SUPPLIED DATA section start
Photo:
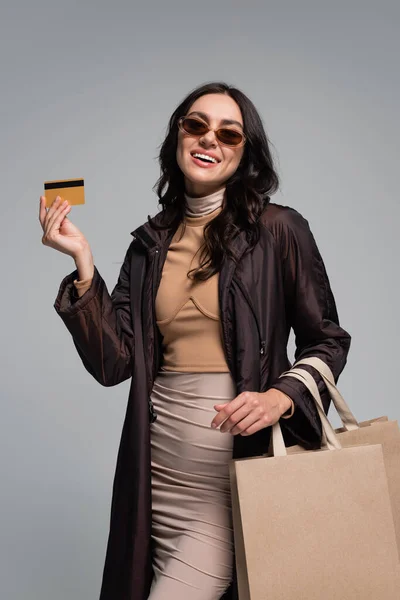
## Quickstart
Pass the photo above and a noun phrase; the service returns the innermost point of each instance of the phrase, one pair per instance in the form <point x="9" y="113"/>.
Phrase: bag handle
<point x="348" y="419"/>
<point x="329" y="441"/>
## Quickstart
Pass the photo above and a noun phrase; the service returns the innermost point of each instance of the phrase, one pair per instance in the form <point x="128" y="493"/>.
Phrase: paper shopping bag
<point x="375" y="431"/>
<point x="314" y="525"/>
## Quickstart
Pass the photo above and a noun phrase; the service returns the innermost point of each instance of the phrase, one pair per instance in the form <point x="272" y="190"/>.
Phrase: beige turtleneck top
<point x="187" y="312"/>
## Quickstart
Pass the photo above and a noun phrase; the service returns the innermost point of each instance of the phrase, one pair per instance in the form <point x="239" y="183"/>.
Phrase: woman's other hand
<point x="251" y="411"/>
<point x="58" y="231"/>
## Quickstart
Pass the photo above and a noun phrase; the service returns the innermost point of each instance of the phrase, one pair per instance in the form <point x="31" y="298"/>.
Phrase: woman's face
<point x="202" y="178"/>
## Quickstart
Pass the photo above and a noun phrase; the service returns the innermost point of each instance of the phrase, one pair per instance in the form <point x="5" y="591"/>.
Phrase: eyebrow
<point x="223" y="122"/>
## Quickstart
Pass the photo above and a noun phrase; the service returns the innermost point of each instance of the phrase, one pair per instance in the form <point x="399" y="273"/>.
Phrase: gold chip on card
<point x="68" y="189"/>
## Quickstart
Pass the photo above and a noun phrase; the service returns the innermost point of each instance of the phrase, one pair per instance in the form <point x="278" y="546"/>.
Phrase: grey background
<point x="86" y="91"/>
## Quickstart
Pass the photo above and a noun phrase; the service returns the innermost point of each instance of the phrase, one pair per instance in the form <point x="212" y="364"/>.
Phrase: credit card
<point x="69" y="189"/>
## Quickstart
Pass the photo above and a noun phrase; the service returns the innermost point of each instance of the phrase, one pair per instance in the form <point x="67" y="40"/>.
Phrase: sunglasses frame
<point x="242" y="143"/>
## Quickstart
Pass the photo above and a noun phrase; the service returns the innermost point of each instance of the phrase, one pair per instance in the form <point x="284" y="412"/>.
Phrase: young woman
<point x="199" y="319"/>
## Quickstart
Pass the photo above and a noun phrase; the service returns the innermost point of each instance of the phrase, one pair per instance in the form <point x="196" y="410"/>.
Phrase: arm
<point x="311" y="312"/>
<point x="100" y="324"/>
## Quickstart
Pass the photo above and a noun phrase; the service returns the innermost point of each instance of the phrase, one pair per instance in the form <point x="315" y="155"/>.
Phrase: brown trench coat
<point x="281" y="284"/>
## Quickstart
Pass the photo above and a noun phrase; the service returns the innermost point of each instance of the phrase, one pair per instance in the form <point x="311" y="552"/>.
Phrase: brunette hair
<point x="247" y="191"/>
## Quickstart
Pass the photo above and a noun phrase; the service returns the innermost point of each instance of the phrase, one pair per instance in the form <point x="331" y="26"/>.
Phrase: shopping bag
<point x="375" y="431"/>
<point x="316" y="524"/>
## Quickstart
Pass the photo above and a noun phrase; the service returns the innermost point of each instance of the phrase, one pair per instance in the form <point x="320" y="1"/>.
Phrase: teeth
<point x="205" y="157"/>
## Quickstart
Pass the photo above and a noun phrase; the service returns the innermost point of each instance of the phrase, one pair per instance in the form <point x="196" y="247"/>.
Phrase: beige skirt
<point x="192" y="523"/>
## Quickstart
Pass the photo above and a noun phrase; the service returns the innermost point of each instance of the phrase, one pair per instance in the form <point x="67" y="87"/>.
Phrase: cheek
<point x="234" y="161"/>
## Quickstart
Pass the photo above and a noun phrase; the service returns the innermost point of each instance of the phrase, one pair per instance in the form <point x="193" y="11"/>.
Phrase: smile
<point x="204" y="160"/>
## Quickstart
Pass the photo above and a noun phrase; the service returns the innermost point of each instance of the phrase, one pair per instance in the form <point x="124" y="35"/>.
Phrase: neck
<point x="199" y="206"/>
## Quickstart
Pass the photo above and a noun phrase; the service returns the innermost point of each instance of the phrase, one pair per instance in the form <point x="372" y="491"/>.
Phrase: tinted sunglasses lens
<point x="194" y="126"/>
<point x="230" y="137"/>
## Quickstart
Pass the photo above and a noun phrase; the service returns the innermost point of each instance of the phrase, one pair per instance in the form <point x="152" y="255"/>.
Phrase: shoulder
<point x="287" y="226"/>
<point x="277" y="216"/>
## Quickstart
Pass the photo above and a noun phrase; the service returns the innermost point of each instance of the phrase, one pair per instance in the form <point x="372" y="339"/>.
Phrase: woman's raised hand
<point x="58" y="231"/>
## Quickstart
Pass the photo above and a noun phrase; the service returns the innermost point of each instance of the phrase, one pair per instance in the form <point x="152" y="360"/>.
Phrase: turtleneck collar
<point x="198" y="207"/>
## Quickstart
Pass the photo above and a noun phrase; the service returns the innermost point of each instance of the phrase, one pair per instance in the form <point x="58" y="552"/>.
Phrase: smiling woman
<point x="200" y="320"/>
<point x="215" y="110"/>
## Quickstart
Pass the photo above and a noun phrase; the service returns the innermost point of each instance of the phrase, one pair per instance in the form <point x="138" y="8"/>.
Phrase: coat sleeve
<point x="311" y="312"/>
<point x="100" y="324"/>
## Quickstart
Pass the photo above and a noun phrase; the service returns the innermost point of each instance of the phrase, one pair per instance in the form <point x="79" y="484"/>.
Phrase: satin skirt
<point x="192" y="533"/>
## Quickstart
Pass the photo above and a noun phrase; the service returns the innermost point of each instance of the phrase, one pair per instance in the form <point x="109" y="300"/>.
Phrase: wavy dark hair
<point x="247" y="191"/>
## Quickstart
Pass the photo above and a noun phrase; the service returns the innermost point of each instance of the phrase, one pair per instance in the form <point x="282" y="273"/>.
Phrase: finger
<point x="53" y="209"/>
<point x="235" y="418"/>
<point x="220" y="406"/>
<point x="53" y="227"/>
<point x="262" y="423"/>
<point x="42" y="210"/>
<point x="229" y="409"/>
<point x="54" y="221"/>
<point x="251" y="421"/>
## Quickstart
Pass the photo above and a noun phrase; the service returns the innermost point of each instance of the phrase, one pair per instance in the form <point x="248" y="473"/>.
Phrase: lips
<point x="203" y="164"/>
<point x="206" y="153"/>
SUPPLIED DATA section end
## WORK REQUIRED
Whenever a line holds a picture, print that line without the picture. All other data must be output exactly.

## COMPLETED EXERCISE
Photo:
## Quickstart
Pass the photo above and a noun phrase; the service returns the innermost point of each instance of the phrase, one pair per instance in the form <point x="9" y="113"/>.
Phrase: bag handle
<point x="348" y="419"/>
<point x="329" y="441"/>
## Quickstart
Pass the photo above and a noun phrase; the service returns the innermost point of each instance of the phrase, one pair per instance in the form <point x="128" y="493"/>.
Phrase: paper shopping bag
<point x="375" y="431"/>
<point x="314" y="525"/>
## Quickstart
Pass the photo above and a noun phrase; the service returns the innermost point of each instance of the phrase, one pair per instance in the form <point x="272" y="190"/>.
Phrase: beige turtleneck top
<point x="187" y="312"/>
## Quickstart
Pass the photo above and a noun phrase; the service returns the innermost point of each instance of the phrase, one pair per instance in the form <point x="239" y="183"/>.
Phrase: woman's other hand
<point x="251" y="411"/>
<point x="58" y="231"/>
## Quickstart
Pass the photo above and a noun phrase; the service returns the innermost point of each instance of the phrase, one pair per instance in the form <point x="31" y="298"/>.
Phrase: woman's face
<point x="202" y="178"/>
## Quickstart
Pass the photo above and a noun phrase; the service returns the innermost point of each instance of the phrase, one pair per instance in the form <point x="5" y="591"/>.
Phrase: eyebrow
<point x="223" y="122"/>
## Quickstart
Pass the photo above and a noun phrase; the service returns the innermost point of each instance of the phrase, one pair per instance in the form <point x="399" y="273"/>.
Phrase: gold chip on card
<point x="68" y="189"/>
## Quickstart
Pass the photo above and a noun phrase; the service returns the innermost point of each instance of the phrase, one pair per instance in the form <point x="278" y="546"/>.
Phrase: grey background
<point x="86" y="91"/>
## Quickstart
Pass the photo above and a noun phrase; the service returns the innermost point of each instance of the phrase, one pair per instance in the form <point x="212" y="364"/>.
Phrase: credit card
<point x="69" y="189"/>
## Quickstart
Pass the photo above and a noun phrase; the service returns the innermost point of each instance of the phrase, one pair per instance in the form <point x="67" y="40"/>.
Phrase: sunglasses frame
<point x="242" y="143"/>
## Quickstart
Pass the photo above and a noun phrase; the service returns the innermost point of each instance of the phrase, one pair per instance in the form <point x="284" y="412"/>.
Phrase: young woman
<point x="199" y="319"/>
## Quickstart
Pass the photo above and a noun phrase; the service returns the innermost point of each instance of the phrase, one pair per instance in the form <point x="196" y="410"/>.
Phrase: arm
<point x="311" y="312"/>
<point x="100" y="324"/>
## Quickstart
Pass the photo above and a noun phrase; the service returns the innermost point of each instance of the phrase, one pair per instance in the form <point x="315" y="155"/>.
Phrase: brown trench coat
<point x="281" y="284"/>
## Quickstart
Pass the photo above and a noun phrase; the service returns the innermost point of each instance of the phrase, one pair per instance in the form <point x="311" y="552"/>.
Phrase: brunette hair
<point x="247" y="191"/>
## Quickstart
Pass the photo above and a noun phrase; the service returns the innermost point of each instance of the phrase, one pair per instance in the form <point x="331" y="26"/>.
Phrase: shopping bag
<point x="375" y="431"/>
<point x="316" y="524"/>
## Quickstart
Pass the photo above and a noun phrase; the service returns the innermost point of each instance of the phrase, one pair per instance in the form <point x="320" y="1"/>.
Phrase: teeth
<point x="205" y="157"/>
## Quickstart
Pass the photo above and a noun phrase; the service returns the innermost point of each instance of the phrase, one pair per instance in the form <point x="196" y="247"/>.
Phrase: beige skirt
<point x="192" y="523"/>
## Quickstart
Pass the photo above and a noun phrase; the service returns the innermost point of each instance of the phrase, one pair per instance in the form <point x="67" y="87"/>.
Phrase: cheek
<point x="234" y="161"/>
## Quickstart
Pass the photo above and a noun phrase; the service returns the innermost point of each instance of the phrase, one pair per instance in the form <point x="193" y="11"/>.
Phrase: smile
<point x="204" y="160"/>
## Quickstart
Pass the photo above and a noun phrase; the service returns the innermost point of each instance of the phrase, one pair per instance in the form <point x="124" y="35"/>.
Phrase: neck
<point x="199" y="206"/>
## Quickstart
Pass the photo above and a noun phrase; the service returns the innermost point of each instance of the phrase, one pair per instance in the form <point x="372" y="491"/>.
Phrase: tinted sunglasses lens
<point x="194" y="126"/>
<point x="230" y="137"/>
## Quickstart
Pass the photo above and a noun phrase; the service returns the innermost point of each instance of the phrase, one pair per instance in the form <point x="152" y="255"/>.
Phrase: shoulder
<point x="287" y="226"/>
<point x="277" y="216"/>
## Quickstart
Pass the photo above and a noun phrase; the service returns the innermost point of each instance of the phrase, one pair per instance in the form <point x="372" y="339"/>.
Phrase: woman's raised hand
<point x="58" y="231"/>
## Quickstart
Pass the photo above and a noun phrase; the service returns the innermost point of each instance of the phrase, one pair per instance in the form <point x="152" y="360"/>.
Phrase: turtleneck collar
<point x="198" y="207"/>
## Quickstart
Pass the photo above and a noun phrase; the service returns the innermost point of each instance of the phrase, one pair per instance in the form <point x="58" y="552"/>.
Phrase: smiling woman
<point x="200" y="320"/>
<point x="215" y="110"/>
## Quickstart
Pass the photo above and a noun phrase; the service returns the innermost point of each instance of the phrase, one pair per instance in the form <point x="138" y="8"/>.
Phrase: coat sleeve
<point x="311" y="312"/>
<point x="100" y="324"/>
## Quickstart
Pass the photo above and a noun phrase; the service returns the innermost point of each instance of the phrase, one pair per instance in the form <point x="79" y="484"/>.
Phrase: satin skirt
<point x="192" y="533"/>
## Quickstart
Pass the photo above and a noun phrase; the service returns the innermost point of each instance of the phrase, one pair per instance in the form <point x="109" y="300"/>.
Phrase: wavy dark hair
<point x="247" y="191"/>
## Quickstart
Pass the photo above and a noun phrase; the service returns the innermost point of each instance of the phrase, one pair per instance in the form <point x="282" y="273"/>.
Phrase: finger
<point x="53" y="209"/>
<point x="235" y="418"/>
<point x="220" y="406"/>
<point x="53" y="227"/>
<point x="262" y="423"/>
<point x="42" y="210"/>
<point x="229" y="409"/>
<point x="54" y="221"/>
<point x="251" y="421"/>
## Quickstart
Pass the photo above and a noun phrase; the service returns the innermost point of each instance of the phrase, one pair per instance in the form <point x="248" y="473"/>.
Phrase: lips
<point x="203" y="164"/>
<point x="206" y="153"/>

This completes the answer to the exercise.